- Written problem A
Copy out the entries exactly, from their first line down to and including the line that contains "[[[12,33],[4,23],[4,19],[0,18],[0,42],[7,45],[12,39]]]". Leave the pictures out.

====== Text extract ======

Who Decides Nigeria’s Borrowing Priorities and Who Gets Left Out?

Author

Oludamilola Onemano
$6bn in external loans approved, but what went down? 

On the 31st of March 2026, President Bola Ahmed Tinubu presented a $6bn external borrowing request to the National Assembly as part of the government’s deficit-financing strategy within the N68.3tn 2026 budget framework. The package included $5bn from First Abu Dhabi Bank through a phased Total Return Swap (TRS) financing structure and $1bn from UK Export Finance arranged by Citibank London for the rehabilitation of the Lagos Port Complex and Tin Can Island Port, alongside broader infrastructure support and refinancing of existing obligations. Backed by sections 21(1) and 27(1) of the Debt Management Office (Establishment) Act 2003, a loan of this size needs legislative approval. The request followed Nigeria’s formal borrowing approval pathway. It was read at plenary in both chambers and then referred to the relevant debt committees for review of fiscal implications and sustainability considerations. According to news reports, the approval was granted shortly after, with the Senate concluding its consideration within roughly three and a half hours. Really quick, right? While the process followed institutional requirements, a key stakeholder did not make it to the room. Citizens! 

For many Nigerians, the decision passed quietly. Yet borrowing at this scale shapes the country’s development trajectory for years to come and they should have a say in how those requests are formulated, evaluated and even approved.

Borrowing Has Become a Structural Part of Nigeria’s Budget

Public borrowing is now a routine feature of Nigeria’s fiscal framework.

======

- Written problem B
Carry on the piece on Nigeria's borrowing priorities from where it stops.

====== Records ======

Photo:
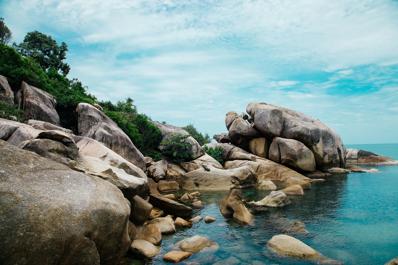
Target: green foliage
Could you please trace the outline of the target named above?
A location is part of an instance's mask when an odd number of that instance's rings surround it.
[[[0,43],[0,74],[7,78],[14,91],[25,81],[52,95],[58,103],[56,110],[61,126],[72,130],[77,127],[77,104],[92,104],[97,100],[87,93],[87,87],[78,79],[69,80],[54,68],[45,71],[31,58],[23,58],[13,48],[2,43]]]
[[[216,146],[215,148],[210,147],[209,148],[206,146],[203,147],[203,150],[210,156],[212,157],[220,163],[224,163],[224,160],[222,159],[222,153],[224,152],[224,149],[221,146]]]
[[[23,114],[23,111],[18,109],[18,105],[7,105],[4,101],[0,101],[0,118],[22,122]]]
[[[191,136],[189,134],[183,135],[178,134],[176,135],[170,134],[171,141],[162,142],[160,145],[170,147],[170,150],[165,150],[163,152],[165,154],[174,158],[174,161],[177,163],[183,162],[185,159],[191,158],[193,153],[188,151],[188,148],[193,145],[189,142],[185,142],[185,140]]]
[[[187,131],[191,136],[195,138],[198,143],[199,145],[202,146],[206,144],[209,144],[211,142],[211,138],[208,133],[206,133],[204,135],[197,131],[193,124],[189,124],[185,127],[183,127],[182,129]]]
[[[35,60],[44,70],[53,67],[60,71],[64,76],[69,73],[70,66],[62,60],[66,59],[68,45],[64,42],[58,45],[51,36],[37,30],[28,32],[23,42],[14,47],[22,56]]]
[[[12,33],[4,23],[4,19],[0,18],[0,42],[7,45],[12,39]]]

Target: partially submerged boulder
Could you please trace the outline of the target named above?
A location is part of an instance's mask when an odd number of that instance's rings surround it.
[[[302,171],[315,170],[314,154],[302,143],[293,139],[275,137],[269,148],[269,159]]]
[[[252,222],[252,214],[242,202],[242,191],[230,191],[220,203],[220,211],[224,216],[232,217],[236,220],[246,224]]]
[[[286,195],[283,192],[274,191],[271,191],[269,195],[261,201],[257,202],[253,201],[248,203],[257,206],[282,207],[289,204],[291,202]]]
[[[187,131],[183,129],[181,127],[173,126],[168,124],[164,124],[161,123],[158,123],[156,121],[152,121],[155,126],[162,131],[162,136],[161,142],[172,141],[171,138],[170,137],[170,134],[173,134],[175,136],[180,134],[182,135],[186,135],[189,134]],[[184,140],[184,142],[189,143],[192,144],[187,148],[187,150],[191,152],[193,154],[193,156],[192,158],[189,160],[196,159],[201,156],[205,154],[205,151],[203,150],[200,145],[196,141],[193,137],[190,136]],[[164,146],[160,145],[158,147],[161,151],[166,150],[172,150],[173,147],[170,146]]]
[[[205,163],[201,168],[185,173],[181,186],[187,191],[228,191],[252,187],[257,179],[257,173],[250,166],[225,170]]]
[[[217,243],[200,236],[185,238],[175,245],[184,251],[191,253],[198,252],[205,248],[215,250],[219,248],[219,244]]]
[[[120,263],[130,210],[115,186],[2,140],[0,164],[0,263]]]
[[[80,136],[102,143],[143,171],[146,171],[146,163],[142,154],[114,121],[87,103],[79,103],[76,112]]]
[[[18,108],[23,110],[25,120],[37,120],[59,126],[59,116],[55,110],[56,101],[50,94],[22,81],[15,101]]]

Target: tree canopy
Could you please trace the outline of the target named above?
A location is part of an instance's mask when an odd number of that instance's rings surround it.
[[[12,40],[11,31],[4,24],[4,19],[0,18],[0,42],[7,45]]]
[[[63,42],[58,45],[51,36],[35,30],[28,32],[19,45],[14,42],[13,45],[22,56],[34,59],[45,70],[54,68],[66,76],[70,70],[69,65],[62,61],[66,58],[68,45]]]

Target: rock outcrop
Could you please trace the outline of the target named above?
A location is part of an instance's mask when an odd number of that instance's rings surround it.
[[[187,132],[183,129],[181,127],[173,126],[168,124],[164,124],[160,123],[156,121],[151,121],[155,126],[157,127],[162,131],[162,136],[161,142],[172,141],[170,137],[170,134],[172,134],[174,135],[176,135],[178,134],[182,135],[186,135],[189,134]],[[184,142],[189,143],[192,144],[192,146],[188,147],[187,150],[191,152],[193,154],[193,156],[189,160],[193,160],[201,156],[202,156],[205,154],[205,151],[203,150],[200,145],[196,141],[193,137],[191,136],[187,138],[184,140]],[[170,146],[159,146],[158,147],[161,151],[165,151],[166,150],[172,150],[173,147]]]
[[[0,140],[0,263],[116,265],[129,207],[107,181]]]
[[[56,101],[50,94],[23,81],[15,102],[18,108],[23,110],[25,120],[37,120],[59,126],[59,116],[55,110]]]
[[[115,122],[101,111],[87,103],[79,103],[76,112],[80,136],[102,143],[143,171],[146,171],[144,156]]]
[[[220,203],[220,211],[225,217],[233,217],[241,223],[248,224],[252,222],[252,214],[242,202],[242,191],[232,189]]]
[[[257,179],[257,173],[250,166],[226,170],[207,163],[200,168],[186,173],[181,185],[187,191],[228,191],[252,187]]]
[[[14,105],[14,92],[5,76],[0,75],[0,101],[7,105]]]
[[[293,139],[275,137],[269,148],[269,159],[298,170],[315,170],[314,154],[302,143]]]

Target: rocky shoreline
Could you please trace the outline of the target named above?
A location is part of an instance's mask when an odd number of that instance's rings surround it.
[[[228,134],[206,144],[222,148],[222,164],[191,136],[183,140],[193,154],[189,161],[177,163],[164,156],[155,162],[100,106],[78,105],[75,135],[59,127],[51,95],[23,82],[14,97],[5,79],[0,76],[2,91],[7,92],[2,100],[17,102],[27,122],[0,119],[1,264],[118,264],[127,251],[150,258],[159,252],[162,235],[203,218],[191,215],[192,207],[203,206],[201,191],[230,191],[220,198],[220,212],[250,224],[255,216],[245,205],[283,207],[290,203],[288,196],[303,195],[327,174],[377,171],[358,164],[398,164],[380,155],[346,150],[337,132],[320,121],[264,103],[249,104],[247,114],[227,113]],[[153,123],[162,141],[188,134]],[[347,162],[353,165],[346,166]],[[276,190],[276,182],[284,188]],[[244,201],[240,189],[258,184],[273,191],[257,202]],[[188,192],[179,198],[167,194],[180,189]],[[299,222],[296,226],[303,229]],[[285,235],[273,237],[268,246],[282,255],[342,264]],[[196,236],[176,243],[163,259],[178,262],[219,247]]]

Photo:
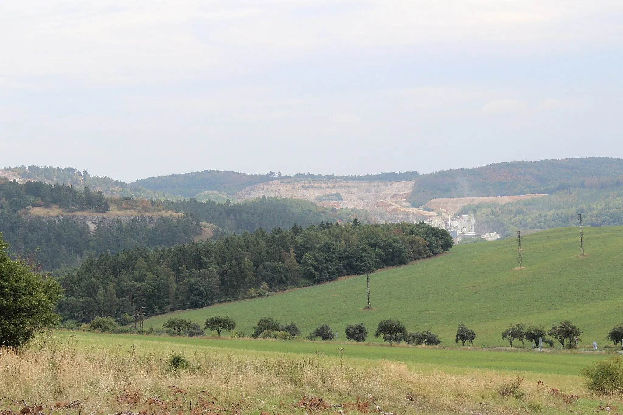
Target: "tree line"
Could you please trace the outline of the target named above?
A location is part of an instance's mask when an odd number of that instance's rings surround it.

======

- Exercise answer A
Photo:
Target: green foliage
Could you please trace the outline of the target named above?
A location is part of an instance's mask when an odd number of that instance's rings surround it.
[[[0,43],[0,74],[7,78],[14,91],[25,81],[52,95],[58,103],[56,110],[61,126],[72,130],[77,127],[77,104],[92,104],[97,100],[87,93],[87,87],[78,79],[69,80],[54,68],[45,71],[31,58],[23,58],[13,48],[2,43]]]
[[[216,146],[215,148],[210,147],[209,148],[206,146],[203,147],[203,150],[210,156],[212,157],[220,163],[224,163],[224,160],[222,159],[222,153],[224,152],[224,149],[221,146]]]
[[[23,114],[23,111],[18,109],[18,105],[7,105],[4,101],[0,101],[0,118],[22,122]]]
[[[191,136],[189,134],[183,135],[178,134],[176,135],[170,134],[171,141],[162,142],[160,145],[170,147],[170,150],[165,150],[163,152],[165,154],[174,158],[174,161],[177,163],[183,162],[185,159],[191,158],[193,153],[188,151],[188,148],[193,145],[189,142],[185,142],[185,140]]]
[[[187,131],[191,136],[195,138],[198,143],[199,145],[202,146],[206,144],[209,144],[211,142],[211,138],[208,133],[206,133],[204,135],[197,131],[193,124],[189,124],[185,127],[183,127],[182,129]]]
[[[35,60],[44,70],[53,67],[60,71],[64,76],[69,73],[70,66],[62,60],[66,59],[68,45],[64,42],[58,45],[51,36],[37,30],[28,32],[23,42],[14,47],[22,56]]]
[[[12,33],[4,23],[4,19],[0,18],[0,42],[7,45],[12,39]]]

- Exercise answer B
Nigeria’s fiscal realities mean borrowings will remain necessary. Revenue constraints and infrastructure needs make this unavoidable. The 2026 approved budget of N68.3tn is already bordering on a deficit of above N31tn, which will mostly be financed through loans. Looked at another way, the deficit, which will be plugged by loans and other credit, is slightly under half (approximately 45.4%) of the total budget. Borrowing is now the major support for deficit financing, infrastructure investments and refinancing of existing obligations. As of September 2025, Nigeria’s public debt stood at about N153.3tn, according to the Debt Management Office (DMO). These supports are important, especially for a country that is steadily running huge deficits yearly. But the process through which borrowing priorities are determined deserves more attention than it currently receives. 

Nigeria has a Borrowing Process, but Participation remains limited. Should this matter?

Nigeria’s borrowing framework is institutionally structured. Typically, borrowing proposals are prepared within the Medium-Term Expenditure Framework (MTEF) and transmitted by the President to the National Assembly under the provisions of the Debt Management Office (Establishment) Act 2003. The requests are then referred to the relevant Senate and House committees on local and foreign debts before legislative approval. While debt processes follow the required legal pathway, it raises a broader governance concern: when exactly do citizens engage with borrowing decisions that shape future fiscal space?  It is important to know that institutional approval is not the same as public participation.

As much as it is not a standard practice to hold public hearings and get citizens’ feedback on loan requests, it is a significant component of fiscal transparency and accountability. According to a report by the International Budget Partnership on Addressing Domestic Accountability Challenges in Public Borrowing and Debt Management, it stated, “​​Broadening public participation in debt discussions ensures that borrowing decisions reflect societal priorities and amplify the voices of marginalised groups. CSOs, think tanks, and media play a critical role in translating technical debt issues into relatable narratives and mobilising public support for reforms, such as evaluating the costs and benefits of debt and the trade-offs between borrowing instruments.”

Borrowing decisions determine more than fiscal balances. They influence which sectors receive investment attention and which do not. They shape whether infrastructure improves, whether agricultural productivity improves, whether education systems receive adequate financing and whether social protection programmes improve. Yet most Nigerians encounter borrowing decisions only after they have already been approved. This creates a disconnect between those who influence borrowing priorities and those who ultimately bear the cost of repayment.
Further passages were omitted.